■ **Task instructions**: What you return should match every record exactly, with the images removed.

..............................

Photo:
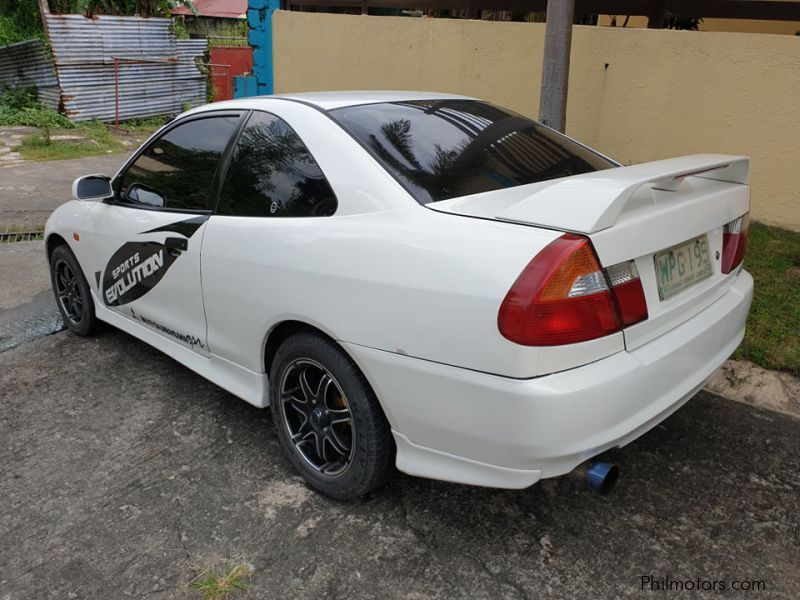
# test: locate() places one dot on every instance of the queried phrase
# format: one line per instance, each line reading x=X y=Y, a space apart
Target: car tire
x=73 y=297
x=328 y=419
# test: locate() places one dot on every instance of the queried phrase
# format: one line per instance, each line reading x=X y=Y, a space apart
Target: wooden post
x=657 y=15
x=44 y=10
x=555 y=66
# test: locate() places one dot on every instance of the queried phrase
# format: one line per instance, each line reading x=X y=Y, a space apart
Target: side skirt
x=248 y=385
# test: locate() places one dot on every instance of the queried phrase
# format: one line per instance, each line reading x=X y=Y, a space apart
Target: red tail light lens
x=628 y=292
x=734 y=242
x=563 y=297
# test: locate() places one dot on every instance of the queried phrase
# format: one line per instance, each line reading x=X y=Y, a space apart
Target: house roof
x=220 y=9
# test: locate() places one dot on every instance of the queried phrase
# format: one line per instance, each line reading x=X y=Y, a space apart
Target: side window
x=176 y=170
x=272 y=174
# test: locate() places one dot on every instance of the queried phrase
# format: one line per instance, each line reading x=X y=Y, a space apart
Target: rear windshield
x=440 y=149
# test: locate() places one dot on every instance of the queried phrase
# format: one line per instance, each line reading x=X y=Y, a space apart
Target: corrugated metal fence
x=29 y=64
x=132 y=66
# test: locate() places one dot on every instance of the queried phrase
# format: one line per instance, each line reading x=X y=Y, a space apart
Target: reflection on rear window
x=440 y=149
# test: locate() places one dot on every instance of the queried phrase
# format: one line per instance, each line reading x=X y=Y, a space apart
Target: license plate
x=681 y=266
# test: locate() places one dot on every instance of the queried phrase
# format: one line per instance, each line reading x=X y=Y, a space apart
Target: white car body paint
x=412 y=293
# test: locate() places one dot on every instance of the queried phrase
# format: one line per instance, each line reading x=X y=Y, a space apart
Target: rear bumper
x=469 y=427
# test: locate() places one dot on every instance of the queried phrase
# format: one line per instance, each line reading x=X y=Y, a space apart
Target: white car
x=416 y=280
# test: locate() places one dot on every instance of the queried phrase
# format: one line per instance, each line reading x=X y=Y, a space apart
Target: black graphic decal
x=134 y=270
x=187 y=227
x=186 y=338
x=137 y=267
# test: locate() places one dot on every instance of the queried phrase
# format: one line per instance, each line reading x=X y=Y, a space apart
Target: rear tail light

..............................

■ **Response for this exercise**:
Photo:
# test: locate() places one dot on every instance of the queried phrase
# format: one line per instance, each line reading x=X y=Y, a space apart
Target: car tire
x=73 y=297
x=328 y=419
# test: locate() places one dot on every instance of the queried phrase
# format: one line per instance, each line reading x=X y=Y, a space apart
Target: wooden post
x=657 y=15
x=44 y=10
x=555 y=66
# test: locate() places one dot on every instance of the queried phrase
# format: one line per instance, each line reading x=X y=Y, a space apart
Target: side skirt
x=248 y=385
# test: locate() places one dot on every instance of the queried phrase
# format: one line per instance, each line reading x=X y=Y, a space apart
Target: red tail light lens
x=628 y=292
x=734 y=242
x=563 y=297
# test: locate() places one dot on every instance of the queried phrase
# format: one line per instance, each line reading x=X y=Y, a space apart
Target: house roof
x=220 y=9
# test: locate() places one dot on every instance of the queried phrase
# format: one line per instance, each line reading x=X y=Y, a space apart
Target: side window
x=176 y=170
x=272 y=174
# test: locate() places one dot on every instance of the queried phrase
# format: one line per instance, each line reading x=X y=Y, a space apart
Target: rear windshield
x=440 y=149
# test: locate() places one dot on every instance of the queried phrase
# format: one line per instance, each line reading x=X y=Y, a space apart
Target: corrugated metal fence
x=29 y=64
x=132 y=66
# test: locate() places one dot on every instance of the queried phrase
# format: one line per instance, each line reading x=X y=Y, a space apart
Target: reflection on rear window
x=440 y=149
# test: locate() places one dot on every instance of the queried phrase
# format: one line per instance, each line reading x=X y=Y, a space apart
Target: license plate
x=681 y=266
# test: locate() places one dot on every instance of the queried phrase
# format: one line per instance, each line reading x=X y=Y, a space apart
Target: white car body paint
x=412 y=293
# test: locate() places one dot on every instance of the queried phrase
# format: one line per instance, each line reading x=X y=Y, a space apart
Target: rear bumper
x=469 y=427
# test: locate() places one dot on every instance of the queried phrase
# format: one line per instance, each line reading x=X y=Y, a space apart
Target: white car
x=416 y=280
# test: locate() places one dot on every instance of the queried phrase
# format: one line per instance, each line reading x=X y=Y, a space apart
Target: black graphic decal
x=134 y=270
x=187 y=227
x=186 y=338
x=137 y=267
# test: locate() places one dot on every instance of the queried phrase
# format: one line per instance, each line reading x=X y=Y, a space apart
Target: rear tail light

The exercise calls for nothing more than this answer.